**Given information**
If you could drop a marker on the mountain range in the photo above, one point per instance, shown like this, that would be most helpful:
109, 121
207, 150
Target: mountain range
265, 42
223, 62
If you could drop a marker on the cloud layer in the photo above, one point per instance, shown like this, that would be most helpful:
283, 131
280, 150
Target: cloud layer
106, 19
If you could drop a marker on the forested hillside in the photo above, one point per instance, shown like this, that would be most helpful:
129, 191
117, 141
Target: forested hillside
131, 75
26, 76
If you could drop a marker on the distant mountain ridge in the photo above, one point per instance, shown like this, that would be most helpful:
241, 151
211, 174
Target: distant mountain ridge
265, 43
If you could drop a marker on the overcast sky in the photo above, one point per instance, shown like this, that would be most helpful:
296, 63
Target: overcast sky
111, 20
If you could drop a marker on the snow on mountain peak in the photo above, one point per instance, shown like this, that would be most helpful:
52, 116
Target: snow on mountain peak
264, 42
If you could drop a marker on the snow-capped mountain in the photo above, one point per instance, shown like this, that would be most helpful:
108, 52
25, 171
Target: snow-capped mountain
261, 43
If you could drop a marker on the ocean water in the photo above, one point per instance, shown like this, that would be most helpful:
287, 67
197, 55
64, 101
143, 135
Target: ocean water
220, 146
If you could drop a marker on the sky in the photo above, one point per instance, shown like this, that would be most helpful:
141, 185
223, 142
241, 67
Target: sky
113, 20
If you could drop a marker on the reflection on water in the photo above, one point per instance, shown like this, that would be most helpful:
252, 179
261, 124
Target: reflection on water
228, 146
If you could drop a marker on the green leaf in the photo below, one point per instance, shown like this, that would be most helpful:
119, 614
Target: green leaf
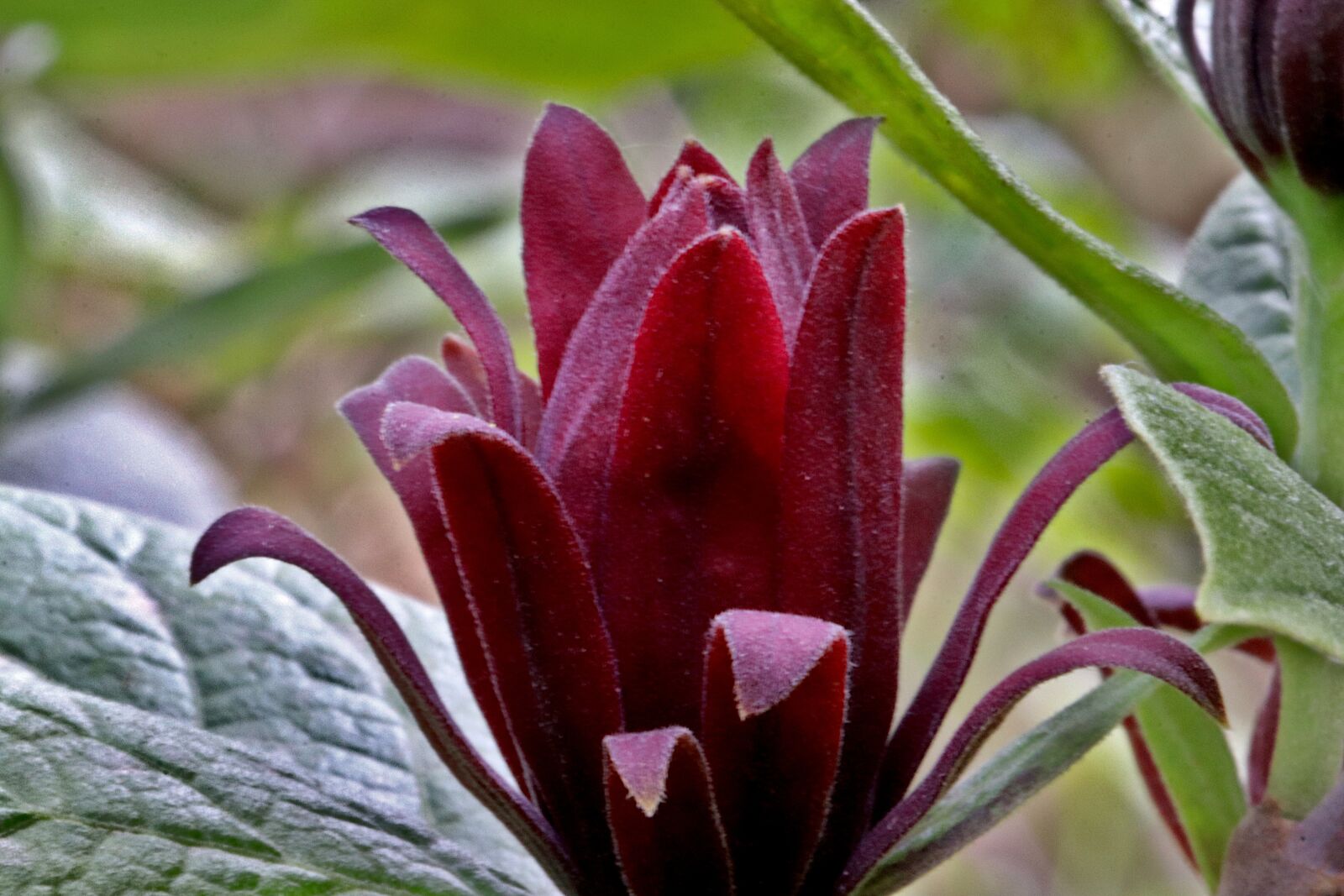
234, 736
596, 45
1273, 546
1189, 747
262, 301
840, 47
1156, 35
1019, 772
1241, 265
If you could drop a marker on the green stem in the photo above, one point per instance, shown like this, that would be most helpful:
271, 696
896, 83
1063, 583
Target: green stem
1310, 748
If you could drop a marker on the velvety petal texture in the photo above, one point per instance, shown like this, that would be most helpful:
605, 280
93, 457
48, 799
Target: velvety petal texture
678, 564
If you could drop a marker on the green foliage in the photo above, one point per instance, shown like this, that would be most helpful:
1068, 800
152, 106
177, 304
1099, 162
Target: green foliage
1189, 747
539, 43
848, 54
230, 738
1241, 265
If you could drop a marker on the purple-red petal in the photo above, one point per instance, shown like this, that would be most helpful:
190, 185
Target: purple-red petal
831, 176
255, 532
580, 207
692, 499
1144, 651
664, 821
414, 244
774, 710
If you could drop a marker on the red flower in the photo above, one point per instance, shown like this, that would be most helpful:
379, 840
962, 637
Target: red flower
678, 569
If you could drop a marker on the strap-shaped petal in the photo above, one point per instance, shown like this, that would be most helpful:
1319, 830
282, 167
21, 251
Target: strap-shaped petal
840, 519
533, 602
780, 235
692, 160
692, 499
414, 244
580, 207
1038, 506
664, 821
255, 532
1144, 651
831, 176
421, 382
774, 707
578, 425
927, 495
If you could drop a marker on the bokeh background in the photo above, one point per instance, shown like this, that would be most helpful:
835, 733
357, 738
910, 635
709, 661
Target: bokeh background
181, 304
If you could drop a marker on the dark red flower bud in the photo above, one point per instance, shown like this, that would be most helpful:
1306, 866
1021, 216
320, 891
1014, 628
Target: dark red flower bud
1276, 82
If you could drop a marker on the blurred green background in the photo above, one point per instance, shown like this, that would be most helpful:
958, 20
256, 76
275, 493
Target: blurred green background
181, 302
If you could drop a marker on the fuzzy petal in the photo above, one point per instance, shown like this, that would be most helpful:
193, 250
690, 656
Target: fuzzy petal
255, 532
1144, 651
780, 235
580, 208
414, 244
774, 710
831, 176
578, 425
533, 604
692, 501
667, 829
840, 495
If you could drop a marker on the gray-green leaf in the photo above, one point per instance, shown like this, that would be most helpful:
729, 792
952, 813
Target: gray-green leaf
155, 738
1241, 265
1273, 546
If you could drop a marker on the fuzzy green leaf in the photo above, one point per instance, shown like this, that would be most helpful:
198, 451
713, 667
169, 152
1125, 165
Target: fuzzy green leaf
1241, 265
840, 47
1273, 546
234, 736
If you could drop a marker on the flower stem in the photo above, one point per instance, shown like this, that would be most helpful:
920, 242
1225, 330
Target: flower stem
1310, 747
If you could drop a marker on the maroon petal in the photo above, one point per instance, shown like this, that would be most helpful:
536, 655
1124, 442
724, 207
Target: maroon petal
578, 425
692, 160
421, 382
694, 477
840, 493
1144, 651
1263, 739
1038, 506
831, 176
464, 365
414, 244
927, 486
255, 532
780, 235
533, 602
667, 829
580, 208
774, 710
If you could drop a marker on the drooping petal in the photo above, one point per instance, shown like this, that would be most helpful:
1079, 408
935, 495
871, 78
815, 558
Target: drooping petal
831, 176
421, 382
1144, 651
255, 532
533, 602
464, 365
692, 501
1263, 738
840, 492
578, 425
692, 160
414, 244
927, 486
780, 235
774, 710
1038, 506
667, 829
580, 207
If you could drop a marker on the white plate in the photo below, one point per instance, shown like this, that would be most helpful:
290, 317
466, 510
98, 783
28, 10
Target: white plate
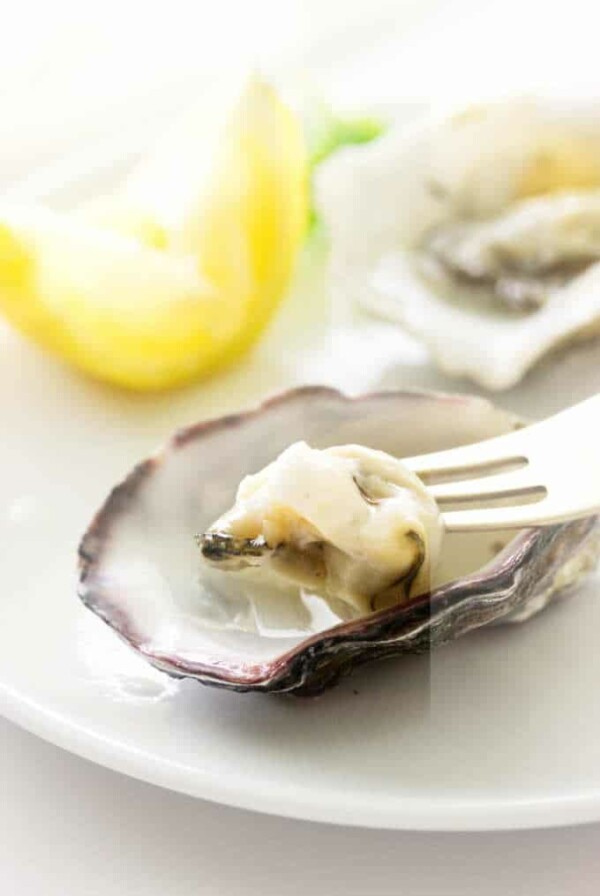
498, 730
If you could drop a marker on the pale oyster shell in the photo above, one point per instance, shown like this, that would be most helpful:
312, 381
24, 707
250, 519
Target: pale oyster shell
141, 572
380, 200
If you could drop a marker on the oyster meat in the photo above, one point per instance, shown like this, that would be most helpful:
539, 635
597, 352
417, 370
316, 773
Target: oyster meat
347, 522
478, 230
523, 255
258, 630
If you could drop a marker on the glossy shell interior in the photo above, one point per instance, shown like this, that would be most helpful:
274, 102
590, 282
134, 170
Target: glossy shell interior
141, 571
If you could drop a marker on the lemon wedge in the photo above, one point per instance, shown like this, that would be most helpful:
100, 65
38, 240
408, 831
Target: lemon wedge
182, 270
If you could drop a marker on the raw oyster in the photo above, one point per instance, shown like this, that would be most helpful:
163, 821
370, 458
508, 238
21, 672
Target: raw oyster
142, 573
348, 523
477, 230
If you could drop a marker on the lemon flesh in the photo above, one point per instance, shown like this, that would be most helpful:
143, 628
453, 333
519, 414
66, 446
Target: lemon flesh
148, 295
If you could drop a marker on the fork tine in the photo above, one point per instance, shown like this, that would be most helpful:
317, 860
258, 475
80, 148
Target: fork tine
519, 483
542, 513
499, 452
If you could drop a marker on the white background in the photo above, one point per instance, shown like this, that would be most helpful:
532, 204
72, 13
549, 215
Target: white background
66, 826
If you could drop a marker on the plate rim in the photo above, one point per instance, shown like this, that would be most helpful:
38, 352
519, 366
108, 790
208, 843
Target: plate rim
402, 814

**Problem statement**
Pull every line with the word "below" from the data.

**Response to the exercise**
If you could drop a marker on the green leaf in the photo below, one point per instance, shown like this, that would be most helpful:
If you could drop a marker on the white plate in the photo below, one point per instance, shown like this, that would be most helpful:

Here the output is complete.